* [EXERCISE PROMPT]: Rewrite the entries below, replacing every "Tag each one with a point" with "Mark each one with a dot" and leaving everything else unchanged.

(Entries for pointing to labeled objects)
☆ ☆ ☆ ☆

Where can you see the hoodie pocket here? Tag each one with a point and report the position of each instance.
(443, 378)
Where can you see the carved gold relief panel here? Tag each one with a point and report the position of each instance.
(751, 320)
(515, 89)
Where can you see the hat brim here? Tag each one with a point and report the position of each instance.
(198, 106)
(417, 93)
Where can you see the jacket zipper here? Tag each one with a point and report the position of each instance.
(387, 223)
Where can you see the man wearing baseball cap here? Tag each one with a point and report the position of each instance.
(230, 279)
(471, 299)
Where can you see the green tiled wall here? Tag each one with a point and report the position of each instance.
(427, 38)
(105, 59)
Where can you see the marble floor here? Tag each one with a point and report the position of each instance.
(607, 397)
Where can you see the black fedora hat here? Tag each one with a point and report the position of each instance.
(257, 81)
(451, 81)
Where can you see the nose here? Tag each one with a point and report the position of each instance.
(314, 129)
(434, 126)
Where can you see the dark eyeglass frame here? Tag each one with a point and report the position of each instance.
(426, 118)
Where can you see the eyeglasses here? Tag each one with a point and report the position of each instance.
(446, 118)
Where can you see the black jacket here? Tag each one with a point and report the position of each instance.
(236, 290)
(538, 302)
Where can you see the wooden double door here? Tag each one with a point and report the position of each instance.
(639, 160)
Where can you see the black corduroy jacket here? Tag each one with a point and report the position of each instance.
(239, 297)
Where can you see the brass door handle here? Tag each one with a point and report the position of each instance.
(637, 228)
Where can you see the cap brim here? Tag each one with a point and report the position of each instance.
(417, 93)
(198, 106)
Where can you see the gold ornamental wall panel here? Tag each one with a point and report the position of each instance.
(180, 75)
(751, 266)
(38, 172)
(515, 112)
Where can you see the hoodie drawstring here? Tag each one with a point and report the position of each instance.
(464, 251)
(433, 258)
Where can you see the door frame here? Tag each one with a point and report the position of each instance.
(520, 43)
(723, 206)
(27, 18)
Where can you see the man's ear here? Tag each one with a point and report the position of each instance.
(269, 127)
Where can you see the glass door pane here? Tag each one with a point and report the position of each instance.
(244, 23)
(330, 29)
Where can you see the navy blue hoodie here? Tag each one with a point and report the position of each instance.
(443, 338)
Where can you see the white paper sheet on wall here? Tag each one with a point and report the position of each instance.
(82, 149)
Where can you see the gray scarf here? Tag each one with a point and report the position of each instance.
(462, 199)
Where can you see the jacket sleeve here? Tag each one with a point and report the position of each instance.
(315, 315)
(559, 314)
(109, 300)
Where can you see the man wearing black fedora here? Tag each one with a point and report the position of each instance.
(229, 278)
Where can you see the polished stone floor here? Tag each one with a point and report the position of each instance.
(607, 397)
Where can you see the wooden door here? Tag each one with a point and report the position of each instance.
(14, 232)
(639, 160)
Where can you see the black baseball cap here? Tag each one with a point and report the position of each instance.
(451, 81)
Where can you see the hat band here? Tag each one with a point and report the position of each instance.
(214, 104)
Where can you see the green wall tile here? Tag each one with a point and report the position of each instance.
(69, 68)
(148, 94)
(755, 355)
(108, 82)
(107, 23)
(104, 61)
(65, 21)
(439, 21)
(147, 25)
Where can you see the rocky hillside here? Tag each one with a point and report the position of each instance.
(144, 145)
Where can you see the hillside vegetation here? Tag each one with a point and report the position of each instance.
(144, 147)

☆ ☆ ☆ ☆

* [SOLUTION TO THE PROBLEM]:
Where can you see the hoodie pocket here? Mark each one with a dot and report the position of each instance.
(443, 378)
Where can you see the carved gold relief panel here? Mark each one with a dot and report the position of each instance.
(751, 320)
(515, 89)
Where can you see the hat brim here? Mark each one with a dot and report the position of each instance.
(198, 106)
(417, 93)
Where can you see the jacket zipper here? Mark each one with a dot and report the position of each instance.
(387, 223)
Where can you see the man wearing baseball cap here? Mark each one with a dot and report the position of each instance.
(230, 279)
(471, 299)
Where can you see the green tiled wall here? Mark each one with a dot and report the position of each instance.
(427, 38)
(105, 59)
Where can you see the marble floor here? Mark each one with a dot and report the position of each instance.
(607, 397)
Where can you see the black fedora hat here? Mark each one with a dot and report the position of each instance.
(257, 81)
(451, 81)
Where can you see the nose here? Mark each one with a dot and report the position of each instance.
(314, 129)
(434, 126)
Where can you see the dark eyeglass frame here? Mark each one with a dot and report the position of each instance.
(426, 118)
Where can you see the eyeglasses here? Mark each one with a dot and report the position of each instance.
(446, 118)
Where can you see the black jacket here? Mark each one with a dot and report the position of each instance.
(236, 290)
(538, 302)
Where can you see the wooden double door here? Mark each one with a dot and report the position of each instance.
(639, 160)
Where can you see the black corduroy jacket here? Mark each one with a dot and report the position of each instance.
(239, 297)
Where can you see the brass door handle here? Mark each one with a dot and report the position of each instance.
(637, 228)
Where can you see the cap brim here? Mark each one with a dot and report the position of each instance.
(417, 93)
(198, 106)
Where can you see the gold ornamental wall panel here? Mark each one with a dot and report the position of each instance.
(180, 75)
(751, 266)
(38, 172)
(515, 112)
Where can you see the hoodie drawstring here? Mark each one with a dot and report the position of each instance.
(464, 251)
(433, 258)
Where can you see the door frame here? Mark each one with a dot and report the position of each instance.
(520, 43)
(723, 206)
(27, 18)
Where can you see the man's ear here? Mark each one with a dot and report the position of each instance.
(269, 127)
Where can you see the glass door pane here? Mark each one with a dot and report the position of each instance.
(244, 23)
(330, 29)
Where can you see the navy blue hoodie here? Mark each one with a dot and report the position of each instance.
(443, 338)
Where can you see the white paper sheet on wall here? Mark each one with a dot and report the position of each instance.
(82, 149)
Where can you see the gray scarf here? Mark each one with a dot and report the position of each instance.
(462, 199)
Where can you see the jacket sleeve here? Mark each one with a dot and report the position of each instance.
(315, 315)
(559, 314)
(109, 300)
Where can you see the man wearing black fedora here? Mark each one with a dot and report the position of each instance.
(229, 278)
Where can you see the polished stone floor here? Mark each one with a dot and report the position of each instance.
(607, 397)
Where can you see the wooden door here? Mark each one with a dot and report the position of each instance.
(14, 232)
(639, 160)
Where can you see the black baseball cap here? Mark each one with a dot and report the position of each instance.
(451, 81)
Where can you see the hat band here? Mark each one with a dot and report the position of each instance.
(214, 104)
Where can you see the green wall tile here? Mark each one with a dot and report the position of each instance.
(69, 68)
(148, 94)
(755, 355)
(108, 82)
(107, 23)
(104, 61)
(65, 21)
(439, 21)
(147, 25)
Where can you see the rocky hillside here? Mark each one with a dot and report the position of each instance.
(144, 145)
Where can you see the hillside vegetation here? Mark each one with a dot and report the position of each instance.
(144, 147)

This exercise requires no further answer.